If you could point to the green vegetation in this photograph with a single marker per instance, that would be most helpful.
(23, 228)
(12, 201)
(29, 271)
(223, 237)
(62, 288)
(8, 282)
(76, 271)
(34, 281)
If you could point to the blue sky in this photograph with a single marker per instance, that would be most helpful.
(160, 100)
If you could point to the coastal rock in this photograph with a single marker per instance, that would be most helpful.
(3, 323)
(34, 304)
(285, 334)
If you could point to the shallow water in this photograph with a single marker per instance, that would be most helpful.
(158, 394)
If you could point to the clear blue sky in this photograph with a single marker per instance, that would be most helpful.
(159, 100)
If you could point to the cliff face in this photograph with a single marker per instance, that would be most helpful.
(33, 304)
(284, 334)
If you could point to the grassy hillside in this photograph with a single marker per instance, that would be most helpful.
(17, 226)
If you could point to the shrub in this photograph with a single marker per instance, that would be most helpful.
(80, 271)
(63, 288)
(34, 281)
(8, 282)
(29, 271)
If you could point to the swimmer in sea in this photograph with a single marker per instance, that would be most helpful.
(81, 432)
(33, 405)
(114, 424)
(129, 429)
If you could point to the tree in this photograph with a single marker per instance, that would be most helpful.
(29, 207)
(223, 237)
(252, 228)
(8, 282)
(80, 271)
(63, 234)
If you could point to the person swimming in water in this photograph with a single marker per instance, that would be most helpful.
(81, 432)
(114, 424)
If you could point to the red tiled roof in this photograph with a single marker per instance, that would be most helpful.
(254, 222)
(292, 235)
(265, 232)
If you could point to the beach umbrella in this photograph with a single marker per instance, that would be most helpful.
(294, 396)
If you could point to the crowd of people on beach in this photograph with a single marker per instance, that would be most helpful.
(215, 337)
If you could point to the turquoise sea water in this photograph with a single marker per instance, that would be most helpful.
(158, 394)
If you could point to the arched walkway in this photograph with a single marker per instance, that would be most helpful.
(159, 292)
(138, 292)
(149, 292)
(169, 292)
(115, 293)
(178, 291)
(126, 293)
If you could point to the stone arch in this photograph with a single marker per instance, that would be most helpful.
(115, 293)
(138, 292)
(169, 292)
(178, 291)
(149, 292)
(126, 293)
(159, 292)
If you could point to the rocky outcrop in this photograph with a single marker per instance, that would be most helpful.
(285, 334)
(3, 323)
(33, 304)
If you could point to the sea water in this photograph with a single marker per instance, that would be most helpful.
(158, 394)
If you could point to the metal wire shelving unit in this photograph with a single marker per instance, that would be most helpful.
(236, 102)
· · · · ·
Could you rewrite the material from the line containing "If you could point to the arched" through the end, keeping each request unchanged but scaling every coordinate in the answers by 0.65 and rounding to whole numbers, with halves rounded up?

If you could point to the arched walkway in this photograph with a single marker per instance, that would be most helpful.
(103, 190)
(90, 190)
(97, 190)
(110, 190)
(75, 190)
(116, 189)
(82, 190)
If you could point to the stone arch in this photograph with a single marker per instance, that would be most helpful.
(75, 190)
(90, 190)
(110, 190)
(116, 189)
(97, 190)
(82, 190)
(103, 190)
If you could point to the rocky outcrop in this photograph with a single marker per instance, that would be most helpful.
(185, 217)
(2, 210)
(21, 198)
If you could point to the sea water in this photograph with a single marker per instance, that would be most helpful.
(103, 256)
If you could point to the metal wire shelving unit in this photograph with a single marker per instance, that would be most helpful.
(153, 66)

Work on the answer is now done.